━━━━━ INFORMATION PROVIDED

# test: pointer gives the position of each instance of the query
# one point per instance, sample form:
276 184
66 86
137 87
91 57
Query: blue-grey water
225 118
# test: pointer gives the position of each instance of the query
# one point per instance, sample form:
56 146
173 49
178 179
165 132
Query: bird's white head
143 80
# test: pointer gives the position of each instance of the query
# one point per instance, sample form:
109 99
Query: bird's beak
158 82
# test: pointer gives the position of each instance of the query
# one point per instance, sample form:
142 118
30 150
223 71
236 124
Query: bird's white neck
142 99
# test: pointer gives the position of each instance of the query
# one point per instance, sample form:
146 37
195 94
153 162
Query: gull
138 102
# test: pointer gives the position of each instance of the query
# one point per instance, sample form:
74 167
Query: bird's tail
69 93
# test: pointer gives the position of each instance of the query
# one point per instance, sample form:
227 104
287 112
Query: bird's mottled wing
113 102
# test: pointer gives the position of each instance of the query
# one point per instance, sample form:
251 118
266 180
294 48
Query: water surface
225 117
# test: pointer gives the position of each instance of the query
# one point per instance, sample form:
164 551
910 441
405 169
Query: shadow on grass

━━━━━━━━━━
━━━━━ INFORMATION PROVIDED

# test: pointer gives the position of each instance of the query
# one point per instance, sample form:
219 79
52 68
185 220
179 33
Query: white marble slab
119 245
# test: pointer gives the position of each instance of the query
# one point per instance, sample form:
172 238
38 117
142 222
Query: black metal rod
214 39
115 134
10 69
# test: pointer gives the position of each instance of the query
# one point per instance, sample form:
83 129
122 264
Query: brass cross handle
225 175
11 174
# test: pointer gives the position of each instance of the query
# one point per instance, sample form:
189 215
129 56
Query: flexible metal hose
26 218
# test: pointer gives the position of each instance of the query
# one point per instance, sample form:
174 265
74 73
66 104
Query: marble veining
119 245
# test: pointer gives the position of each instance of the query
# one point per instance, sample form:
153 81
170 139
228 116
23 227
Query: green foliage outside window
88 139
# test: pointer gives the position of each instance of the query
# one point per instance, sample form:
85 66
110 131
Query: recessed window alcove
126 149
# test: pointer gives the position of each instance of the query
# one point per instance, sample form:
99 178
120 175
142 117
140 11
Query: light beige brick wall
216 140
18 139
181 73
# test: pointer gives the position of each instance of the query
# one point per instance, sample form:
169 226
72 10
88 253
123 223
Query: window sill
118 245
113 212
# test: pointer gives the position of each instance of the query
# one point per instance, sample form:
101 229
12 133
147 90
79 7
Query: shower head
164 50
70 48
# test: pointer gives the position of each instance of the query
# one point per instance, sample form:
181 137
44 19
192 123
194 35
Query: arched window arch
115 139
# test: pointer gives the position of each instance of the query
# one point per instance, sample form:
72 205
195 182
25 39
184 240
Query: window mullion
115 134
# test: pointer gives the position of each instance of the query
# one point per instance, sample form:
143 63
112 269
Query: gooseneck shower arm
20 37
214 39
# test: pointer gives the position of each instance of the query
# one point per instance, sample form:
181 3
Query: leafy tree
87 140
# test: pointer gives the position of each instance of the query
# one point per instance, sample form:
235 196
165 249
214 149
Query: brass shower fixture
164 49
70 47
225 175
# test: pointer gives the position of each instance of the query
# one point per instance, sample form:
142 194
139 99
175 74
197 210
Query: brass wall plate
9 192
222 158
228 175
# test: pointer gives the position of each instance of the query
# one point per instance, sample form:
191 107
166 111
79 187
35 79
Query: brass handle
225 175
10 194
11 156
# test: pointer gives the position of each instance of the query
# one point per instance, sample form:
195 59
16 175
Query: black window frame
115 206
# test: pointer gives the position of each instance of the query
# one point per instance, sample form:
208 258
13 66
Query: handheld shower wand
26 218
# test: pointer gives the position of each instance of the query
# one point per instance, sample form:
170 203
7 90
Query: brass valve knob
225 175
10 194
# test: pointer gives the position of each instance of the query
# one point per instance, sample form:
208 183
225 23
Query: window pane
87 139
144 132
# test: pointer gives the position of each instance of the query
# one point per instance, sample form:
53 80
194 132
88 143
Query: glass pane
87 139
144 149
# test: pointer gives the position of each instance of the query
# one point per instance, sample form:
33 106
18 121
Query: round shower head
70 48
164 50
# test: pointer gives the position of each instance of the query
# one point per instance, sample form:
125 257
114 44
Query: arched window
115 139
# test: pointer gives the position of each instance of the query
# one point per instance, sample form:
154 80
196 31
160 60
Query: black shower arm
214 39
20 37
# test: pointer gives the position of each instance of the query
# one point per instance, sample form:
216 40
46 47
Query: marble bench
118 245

━━━━━━━━━━
━━━━━ INFORMATION PROVIDED

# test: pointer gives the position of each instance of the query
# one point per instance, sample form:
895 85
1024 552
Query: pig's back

━━━━━━━━━━

WORK TO BE COMPLETED:
Gather every line from the entries above that contains the word "water".

OUTPUT FOR THIS TASK:
Query: blue-grey water
Query: water surface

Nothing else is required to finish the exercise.